A run of records:
>>

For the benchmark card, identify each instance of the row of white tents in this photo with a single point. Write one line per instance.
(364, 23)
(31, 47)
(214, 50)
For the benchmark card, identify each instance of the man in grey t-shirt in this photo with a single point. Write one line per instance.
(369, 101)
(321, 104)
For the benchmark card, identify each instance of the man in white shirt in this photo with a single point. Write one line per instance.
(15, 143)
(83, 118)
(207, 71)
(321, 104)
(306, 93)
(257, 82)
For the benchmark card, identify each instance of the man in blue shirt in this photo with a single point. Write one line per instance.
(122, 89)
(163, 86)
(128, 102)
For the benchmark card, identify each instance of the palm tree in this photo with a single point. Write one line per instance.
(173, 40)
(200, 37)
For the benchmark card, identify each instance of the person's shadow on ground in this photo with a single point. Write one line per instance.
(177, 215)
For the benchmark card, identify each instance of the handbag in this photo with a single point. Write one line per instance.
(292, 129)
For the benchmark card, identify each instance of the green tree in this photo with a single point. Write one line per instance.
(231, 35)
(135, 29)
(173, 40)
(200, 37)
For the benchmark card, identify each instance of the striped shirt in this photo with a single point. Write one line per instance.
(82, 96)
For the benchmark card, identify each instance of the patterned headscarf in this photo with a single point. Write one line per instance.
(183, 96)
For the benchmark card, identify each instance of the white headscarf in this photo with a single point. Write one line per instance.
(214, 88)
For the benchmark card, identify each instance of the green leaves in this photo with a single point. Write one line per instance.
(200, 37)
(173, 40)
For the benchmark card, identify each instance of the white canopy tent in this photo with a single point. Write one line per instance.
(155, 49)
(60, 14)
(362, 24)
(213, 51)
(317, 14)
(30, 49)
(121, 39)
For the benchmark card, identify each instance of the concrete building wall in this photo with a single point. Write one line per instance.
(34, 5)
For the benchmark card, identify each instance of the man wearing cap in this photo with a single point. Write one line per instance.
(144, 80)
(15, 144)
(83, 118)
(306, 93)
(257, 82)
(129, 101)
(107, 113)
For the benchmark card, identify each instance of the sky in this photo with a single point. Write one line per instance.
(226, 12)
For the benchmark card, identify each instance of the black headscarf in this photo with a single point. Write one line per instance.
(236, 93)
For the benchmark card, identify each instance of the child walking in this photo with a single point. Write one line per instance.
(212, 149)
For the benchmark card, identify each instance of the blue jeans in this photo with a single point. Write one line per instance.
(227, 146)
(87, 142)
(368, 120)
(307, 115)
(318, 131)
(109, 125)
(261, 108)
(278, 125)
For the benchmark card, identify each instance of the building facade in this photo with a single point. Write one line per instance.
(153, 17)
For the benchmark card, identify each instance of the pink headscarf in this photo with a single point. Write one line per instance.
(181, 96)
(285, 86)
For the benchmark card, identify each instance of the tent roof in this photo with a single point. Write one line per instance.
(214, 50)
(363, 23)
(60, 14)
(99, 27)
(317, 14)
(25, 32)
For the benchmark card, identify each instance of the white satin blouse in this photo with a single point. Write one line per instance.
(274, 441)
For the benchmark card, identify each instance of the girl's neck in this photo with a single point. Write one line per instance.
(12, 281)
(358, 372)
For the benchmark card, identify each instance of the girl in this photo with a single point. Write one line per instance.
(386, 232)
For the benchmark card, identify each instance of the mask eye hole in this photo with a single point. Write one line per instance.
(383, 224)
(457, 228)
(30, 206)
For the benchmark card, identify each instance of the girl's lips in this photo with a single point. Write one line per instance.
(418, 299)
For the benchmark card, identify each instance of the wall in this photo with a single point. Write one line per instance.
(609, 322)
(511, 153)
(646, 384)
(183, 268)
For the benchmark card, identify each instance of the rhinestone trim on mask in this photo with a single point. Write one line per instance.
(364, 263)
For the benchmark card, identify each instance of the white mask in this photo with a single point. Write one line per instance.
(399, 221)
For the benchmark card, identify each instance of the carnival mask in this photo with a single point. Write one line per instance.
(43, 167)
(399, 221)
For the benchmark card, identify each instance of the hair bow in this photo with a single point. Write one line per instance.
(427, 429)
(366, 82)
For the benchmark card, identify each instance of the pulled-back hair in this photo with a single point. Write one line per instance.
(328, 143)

<<

Beginning at the line that holds "For the benchmark card, identify each instance of the mask", reproduce each line of the records above down to and including the last one.

## RESPONSE TO THIS EXERCISE
For the benchmark card, identify each instance of the mask eye hole in this photo with a single point. Write one line per instance.
(383, 224)
(457, 228)
(30, 206)
For the benchmark card, identify each instance of the girl's lips in this photo with a single point. Write one line per instance.
(418, 299)
For the benchmark card, identify each instance of the wall in this photo with a single point. Write one line per instance.
(609, 322)
(511, 153)
(646, 384)
(183, 268)
For the benchmark card, identify each instance of the rhinestone trim on mask in this photo with a single point. Write one line per instance.
(364, 263)
For the benchmark card, identify each instance of the white mask in this photo with a single point. Write one line per instance.
(399, 221)
For the benchmark card, identify each instance of the carnival mask in this photo with a single point. Write one line per instance.
(43, 167)
(399, 221)
For the benchmark card, identify each instance of the hair bow in this photo with a single point. Write one line per instance.
(427, 429)
(366, 82)
For the benchmark card, identify each instance of the pulled-back hair in this photo with a single point. Write one line per instance.
(328, 143)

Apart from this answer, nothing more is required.